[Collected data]
----------------
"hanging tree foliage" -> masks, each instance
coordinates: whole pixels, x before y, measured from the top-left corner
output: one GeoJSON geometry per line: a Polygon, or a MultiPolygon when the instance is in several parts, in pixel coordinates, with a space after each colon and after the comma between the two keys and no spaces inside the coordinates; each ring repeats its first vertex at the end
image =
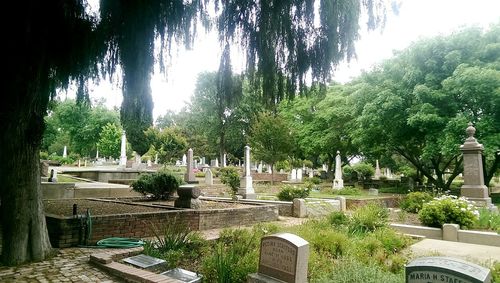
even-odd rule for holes
{"type": "MultiPolygon", "coordinates": [[[[326,80],[332,66],[351,57],[360,11],[366,8],[374,26],[381,19],[378,1],[214,0],[221,42],[237,42],[246,50],[249,73],[269,103],[303,88],[308,70],[313,79],[326,80]]],[[[9,15],[2,18],[9,96],[0,105],[4,264],[42,260],[51,250],[38,167],[43,117],[56,89],[77,81],[78,98],[85,98],[89,78],[99,71],[111,76],[120,65],[123,127],[133,148],[144,153],[143,130],[152,124],[149,80],[155,52],[164,70],[163,50],[170,50],[174,38],[190,45],[197,20],[207,23],[209,2],[101,0],[97,14],[86,0],[9,4],[9,15]]]]}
----------------
ABOUT THIS EXERCISE: For the word "each", tally the lines above that hold it and answer with the number alone.

SOLUTION BELOW: 2